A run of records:
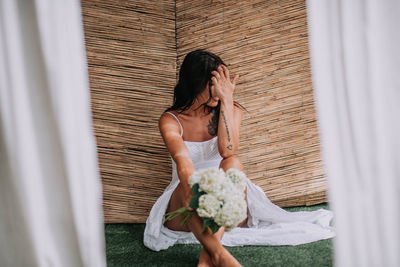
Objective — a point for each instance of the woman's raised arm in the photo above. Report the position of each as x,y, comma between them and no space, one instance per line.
170,131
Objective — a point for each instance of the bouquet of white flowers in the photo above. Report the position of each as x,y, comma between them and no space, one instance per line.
219,198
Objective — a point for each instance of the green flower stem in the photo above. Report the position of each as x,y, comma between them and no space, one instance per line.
173,214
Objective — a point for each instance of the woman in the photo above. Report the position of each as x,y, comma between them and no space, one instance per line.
205,114
201,130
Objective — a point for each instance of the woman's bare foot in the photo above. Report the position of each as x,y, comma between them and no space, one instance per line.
225,259
205,259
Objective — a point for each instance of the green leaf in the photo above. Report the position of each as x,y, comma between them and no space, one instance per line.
170,215
195,188
194,202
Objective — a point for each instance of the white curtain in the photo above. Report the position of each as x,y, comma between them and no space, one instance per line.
355,63
50,189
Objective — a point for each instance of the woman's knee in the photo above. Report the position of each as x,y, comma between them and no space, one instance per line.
231,162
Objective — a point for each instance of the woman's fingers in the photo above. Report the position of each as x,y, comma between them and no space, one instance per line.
225,71
216,74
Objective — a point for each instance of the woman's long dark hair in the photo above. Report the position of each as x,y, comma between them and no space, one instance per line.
194,75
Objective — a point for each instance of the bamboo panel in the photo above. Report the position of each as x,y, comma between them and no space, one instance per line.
266,43
131,52
134,51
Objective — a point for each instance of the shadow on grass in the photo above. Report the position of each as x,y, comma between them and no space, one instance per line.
124,247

(DIRECTION):
Put every line of the items above into a numbered list, skipping any blank lines and leaving the pictures out.

(CORRECT OUTPUT):
1. Objective — a point for each instance of the woman's raised arm in the photo above. Report the position of each as x,y, comma between them and no space, one instance per line.
2. 170,131
3. Objective — a point for each instance of the bouquet of white flowers in the photo above. Report the position of each as x,y, comma between them and no space, one instance per line.
4. 219,198
5. Objective — a point for each instance of the green flower stem in the photo above. Report the position of each as x,y, comma between them and no space, one instance per line.
6. 173,214
7. Objective — a point for each instance of the woman in the photo above. Report the position of each as x,y, comma between them and no space, one instance per line.
8. 205,114
9. 201,130
10. Objective — a point for each instance of the woman's bare foot in the photo above. Report the position of each as x,y, comma between them and no space, one instance per line.
11. 225,259
12. 205,259
13. Objective — a point for each instance of the green leaf in the photo above. Report the position of each as x,y, comma between them and no space, one instance per line.
14. 170,215
15. 195,188
16. 194,202
17. Objective — a point for each instance of the white curtain in the photo above. Report the position of each as x,y, comma between them and no space, one instance per line.
18. 355,63
19. 50,189
20. Objective — a point for each instance of the woman's knee in the photo above. Report the position of each as x,y, comma between them and no space, one instance per line.
21. 231,162
22. Objective — a point for each instance of the woman's fingers in the photo above. Report the position of each as x,y, comma between them and no space, one instance per line.
23. 225,71
24. 216,74
25. Objective — a point for each instance of the woman's long dark hair in the photo above. Report the position of each as x,y, comma between them and no space, one instance per line.
26. 194,75
27. Objective — a point for each instance of the bamboo panel in the photo above. Report the position of each as x,y, comma between them and no space, one instance per line.
28. 266,43
29. 131,52
30. 134,51
31. Objective — a point for each instance of the shadow on grass in the photo above. Report the position of each as x,y, comma between them and no space, one instance per line.
32. 124,247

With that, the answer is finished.